Image-grounded pointing data
+++
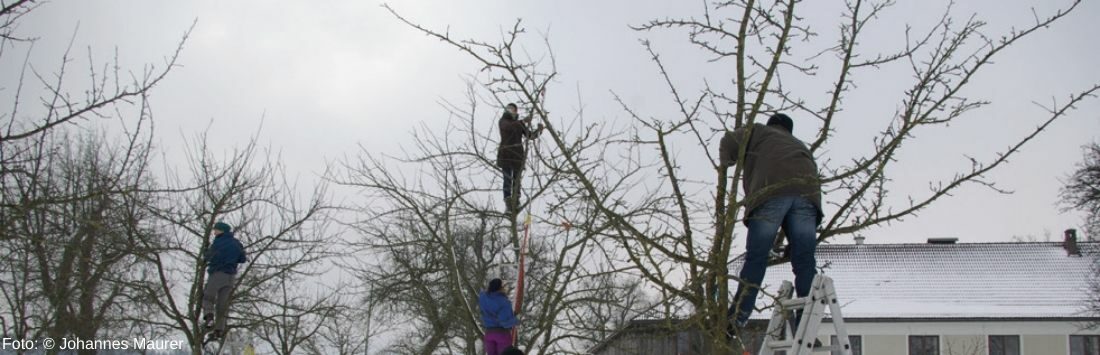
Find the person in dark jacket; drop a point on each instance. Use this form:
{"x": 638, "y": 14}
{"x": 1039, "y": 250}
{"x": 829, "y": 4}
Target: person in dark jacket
+++
What is expected:
What is needed is an exact repeat of every entry above, with the pictures left out.

Result for this task:
Find the person in dark jacket; drop a point on each instance. Use this form:
{"x": 638, "y": 14}
{"x": 1039, "y": 250}
{"x": 829, "y": 4}
Target: person in dark jacket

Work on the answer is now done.